Terkait ketahanan pangan, Ahmad memberi referensi agar Indonesia bisa seperti Singapura. Negara tetangga itu bisa memiliki ketahanan pangan yang kuat sekalipun tak punya lahan luas untuk kegiatan pertanian.
Seluruh kebutuhan pangan masyarakatnya dipenuhi dengan cara impor. Tentu ini bukan masalah Indonesia perlu meningkatkan impor atau tidak.
Tapi Singapura setidaknya bisa mewujudkan ketahanan pangan dengan sumber daya alam yang terbatas.
"Singapura tidak punya sawah, semua impor, tapi pengelolaan di dalam negerinya sangat baik. Mereka bisa capai ketahanan pangan dari distribusi, ini yang jadi PR Indonesia, bukan hanya bagaimana meningkatkan produksi secara kuantitas, tapi memperbaiki distribusi dan tata niaga agar berkualitas," ungkapnya.
Ahmad mengatakan Jokowi-Ma'ruf sebenarnya sudah mulai melakukan langkah nyatanya untuk menjaga ketahanan pangan nasional. Salah satunya dengan membangun lumbung pangan (food estate) seluas 164 hektare di Kalimantan Tengah.
Jokowi juga mengalokasikan dana Rp104,2 triliun untuk menjaga ketahanan pangan pada 2021. Sebagian dana itu akan digunakan untuk pengembangan food estate yang dikomandoi Menteri Pertahanan Prabowo Subianto.
"Ini perlu didukung dengan road map yang jelas," imbuhnya.
Ahmad memberi satu catatan penting bagi pengembangan food estate ke depan; pengembangan jangan hanya mengejar volume produksi secara kuantitas, namun memenuhi kualitas pangan yang sesuai dengan industri agro di dalam negeri.
Menurutnya, masyarakat Indonesia tidak bisa sebatas menikmati hasil pangan mentah. Mereka juga perlu menikmati makanan dengan kualitas baik.

- - - - - - -

Tugas Anda » Ketik ulang bagian teks tentang ketahanan pangan mulai dari "Tapi Singapura setidaknya" sampai dengan "di Kalimantan Tengah.", tanpa mengubah satu kata pun.

Baris yang Disediakan »
- - - - - - -

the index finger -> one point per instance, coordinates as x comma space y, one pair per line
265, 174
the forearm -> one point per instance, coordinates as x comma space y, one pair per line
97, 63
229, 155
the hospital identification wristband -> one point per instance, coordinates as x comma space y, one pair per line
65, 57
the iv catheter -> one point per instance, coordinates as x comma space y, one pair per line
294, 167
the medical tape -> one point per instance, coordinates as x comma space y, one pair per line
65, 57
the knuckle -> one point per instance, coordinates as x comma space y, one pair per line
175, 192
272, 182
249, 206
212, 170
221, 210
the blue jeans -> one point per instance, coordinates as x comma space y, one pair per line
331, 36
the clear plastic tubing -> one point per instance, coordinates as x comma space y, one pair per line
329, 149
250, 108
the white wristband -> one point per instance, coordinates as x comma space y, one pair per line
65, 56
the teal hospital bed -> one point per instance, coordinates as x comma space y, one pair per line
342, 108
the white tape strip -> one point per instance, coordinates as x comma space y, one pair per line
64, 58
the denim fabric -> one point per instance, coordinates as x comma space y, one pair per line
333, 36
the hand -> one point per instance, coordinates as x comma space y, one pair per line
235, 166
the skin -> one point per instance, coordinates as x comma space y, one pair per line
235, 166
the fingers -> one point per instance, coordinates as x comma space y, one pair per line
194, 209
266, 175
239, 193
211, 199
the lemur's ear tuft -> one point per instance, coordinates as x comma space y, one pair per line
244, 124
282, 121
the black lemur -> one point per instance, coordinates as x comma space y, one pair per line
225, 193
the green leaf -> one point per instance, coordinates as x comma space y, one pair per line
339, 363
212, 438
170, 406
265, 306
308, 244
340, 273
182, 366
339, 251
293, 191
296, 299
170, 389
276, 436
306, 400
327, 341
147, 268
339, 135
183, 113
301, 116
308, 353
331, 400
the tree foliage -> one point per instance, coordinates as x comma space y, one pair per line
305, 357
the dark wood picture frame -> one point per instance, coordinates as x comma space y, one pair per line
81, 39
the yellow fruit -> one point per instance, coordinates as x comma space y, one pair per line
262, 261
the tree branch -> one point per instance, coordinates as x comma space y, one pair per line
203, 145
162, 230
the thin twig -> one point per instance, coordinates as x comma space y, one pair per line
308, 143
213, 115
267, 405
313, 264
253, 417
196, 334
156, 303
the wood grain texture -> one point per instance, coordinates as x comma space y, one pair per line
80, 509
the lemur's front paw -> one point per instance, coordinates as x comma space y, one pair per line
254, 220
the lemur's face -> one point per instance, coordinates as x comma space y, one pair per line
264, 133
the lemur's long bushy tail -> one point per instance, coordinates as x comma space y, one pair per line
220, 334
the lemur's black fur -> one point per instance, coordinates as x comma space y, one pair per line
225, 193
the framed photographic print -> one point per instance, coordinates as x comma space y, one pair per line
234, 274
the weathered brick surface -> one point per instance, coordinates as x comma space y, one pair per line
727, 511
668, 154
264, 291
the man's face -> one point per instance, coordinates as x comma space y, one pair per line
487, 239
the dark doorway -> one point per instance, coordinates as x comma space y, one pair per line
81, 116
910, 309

- - - - - - -

Hasil Latihan »
Tapi Singapura setidaknya bisa mewujudkan ketahanan pangan dengan sumber daya alam yang terbatas.
"Singapura tidak punya sawah, semua impor, tapi pengelolaan di dalam negerinya sangat baik. Mereka bisa capai ketahanan pangan dari distribusi, ini yang jadi PR Indonesia, bukan hanya bagaimana meningkatkan produksi secara kuantitas, tapi memperbaiki distribusi dan tata niaga agar berkualitas," ungkapnya.
Ahmad mengatakan Jokowi-Ma'ruf sebenarnya sudah mulai melakukan langkah nyatanya untuk menjaga ketahanan pangan nasional. Salah satunya dengan membangun lumbung pangan (food estate) seluas 164 hektare di Kalimantan Tengah.